- Australian theatrical poster
- Directed by: James Ivory
- Screenplay by: Ruth Prawer Jhabvala
- Based on: The Bostonians by Henry James
- Produced by: Ismail Merchant
- Starring: Christopher Reeve; Vanessa Redgrave; Madeleine Potter; Jessica Tandy; Nancy Marchand; Wesley Addy;
- Cinematography: Walter Lassally
- Edited by: Katherine Wenning
- Music by: Richard Robbins
- Production company: Merchant Ivory Productions
- Distributed by: Almi Pictures (USA)
- Release date: 2 August 1984 (United States);
- Running time: 122 minutes
- Countries: United Kingdom; United States;
- Language: English
- Box office: $1,009,700

= The Bostonians (film) =

1984 film based on the novel by Henry James

The Bostonians is a 1984 historical romance drama film directed by James Ivory. The screenplay by Ruth Prawer Jhabvala is based on the 1886 American novel The Bostonians by Henry James. The film stars Vanessa Redgrave, Christopher Reeve, Madeleine Potter, and Jessica Tandy.

The Bostonians was released in the United States on 2 August 1984. The film received respectable reviews and nominations by the Golden Globe Awards, Academy Awards, British Academy Film Awards, and won Golden Peacock (Best Film) at the 10th International Film Festival of India.

==Plot==
Olive Chancellor, a Back Bay Boston spinster and leader of the women's suffrage movement, becomes enamored of Verena Tarrant, an inspirational young speaker, and adopts Verena as her protégée, her friend, and her companion. When Olive's distant relation, the chauvinist Southern lawyer Basil Ransom, falls in love with Verena and wishes to marry her — to relegate the young woman to the kitchen and the nursery — Olive and Ransom find themselves competing for Verena's affections. The charismatic Miss Tarrant must then choose whether to get herself to the nunnery of Olive's social cause or submit to the sensual but subservient life promised by Ransom.

* **GIVEN PROBLEM 1**
Which lines of the records contain the word "green"? Report each such line in full, treating uppercase and lowercase as different.
The film article and the records below it are unrelated material.

* **RECORDS SUPPLIED**
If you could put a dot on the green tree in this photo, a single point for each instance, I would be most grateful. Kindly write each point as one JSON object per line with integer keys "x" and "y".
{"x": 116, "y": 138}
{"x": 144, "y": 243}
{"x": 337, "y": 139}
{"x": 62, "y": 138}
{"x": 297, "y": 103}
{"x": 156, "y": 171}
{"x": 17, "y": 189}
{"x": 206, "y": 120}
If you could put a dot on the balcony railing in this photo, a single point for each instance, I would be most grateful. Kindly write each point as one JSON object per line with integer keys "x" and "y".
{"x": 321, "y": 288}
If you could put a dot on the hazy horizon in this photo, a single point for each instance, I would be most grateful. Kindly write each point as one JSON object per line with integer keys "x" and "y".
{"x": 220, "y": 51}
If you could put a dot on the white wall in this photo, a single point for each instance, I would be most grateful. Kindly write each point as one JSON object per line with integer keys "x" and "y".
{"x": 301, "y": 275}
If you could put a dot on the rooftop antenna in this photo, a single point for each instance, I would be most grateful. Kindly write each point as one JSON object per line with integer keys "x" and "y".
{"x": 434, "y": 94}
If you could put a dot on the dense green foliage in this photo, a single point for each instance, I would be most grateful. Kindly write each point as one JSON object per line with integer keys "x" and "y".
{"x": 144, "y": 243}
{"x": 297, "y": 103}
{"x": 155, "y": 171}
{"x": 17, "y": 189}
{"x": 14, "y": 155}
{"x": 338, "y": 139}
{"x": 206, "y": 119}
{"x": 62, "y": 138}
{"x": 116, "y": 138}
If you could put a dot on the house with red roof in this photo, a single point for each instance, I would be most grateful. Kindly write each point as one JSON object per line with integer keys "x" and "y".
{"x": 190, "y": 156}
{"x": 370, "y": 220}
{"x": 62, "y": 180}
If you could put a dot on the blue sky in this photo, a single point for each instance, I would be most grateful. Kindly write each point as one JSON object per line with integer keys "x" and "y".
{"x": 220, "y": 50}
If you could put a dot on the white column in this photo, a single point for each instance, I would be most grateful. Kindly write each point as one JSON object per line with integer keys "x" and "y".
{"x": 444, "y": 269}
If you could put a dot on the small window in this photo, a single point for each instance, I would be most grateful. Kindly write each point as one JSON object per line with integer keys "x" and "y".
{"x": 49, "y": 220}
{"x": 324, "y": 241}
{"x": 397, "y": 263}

* **GIVEN PROBLEM 2**
Extend the article on the film The Bostonians by continuing from its final sentence.

* **RESPONSE 1**
If you could put a dot on the green tree in this photo, a single point for each instance, I would be most grateful. Kindly write each point as one JSON object per line with integer keys "x" and "y".
If you could put a dot on the dense green foliage in this photo, a single point for each instance, I would be most grateful. Kindly write each point as one JSON object per line with integer keys "x" and "y".

* **RESPONSE 2**
==Cast==
- Christopher Reeve as Basil Ransom
- Vanessa Redgrave as Olive Chancellor
- Madeleine Potter as Verena Tarrant
- Jessica Tandy as Miss Birdseye
- Nancy Marchand as Mrs. Burrage
- Wesley Addy as Dr. Tarrant
- Barbara Bryne as Mrs. Tarrant
- Linda Hunt as Dr. Prance
- Charles McCaughan as Music Hall Police Officer
- Nancy New as Adeline
- John Van Ness Philip as Henry Burrage
- Wallace Shawn as Mr. Pardon

==Production==
Locations where the film was shot include:
- The Library of the Boston Athenaeum
- Gibson House Museum
- Beacon Hill, Boston
- Harvard University
- Chateau-sur-Mer, Newport, Rhode Island
- Troy Savings Bank Music Hall
- Central Park (including Belvedere Castle), New York City
- Martha's Vineyard
The film was partly financed by the Rank Organisation who had invested in Heat and Dust.
==Critical reception==
On Rotten Tomatoes, the film has an 81% approval rating, based on 16 reviews, with an average rating of 6.90/10. On Metacritic, The Bostonians has a score of 59 out of a 100, based on 10 critics, indicating "mixed or average reviews".

Roger Ebert praised the film, giving it 3 out of 4 stars and observing:

Intelligent and subtle and open to the underlying tragedy of a woman who does not know what she wants, a man who does not care what he wants, and a girl who does not need what she wants.

==Accolades==

Award: Category; Nominee(s); Result; Ref.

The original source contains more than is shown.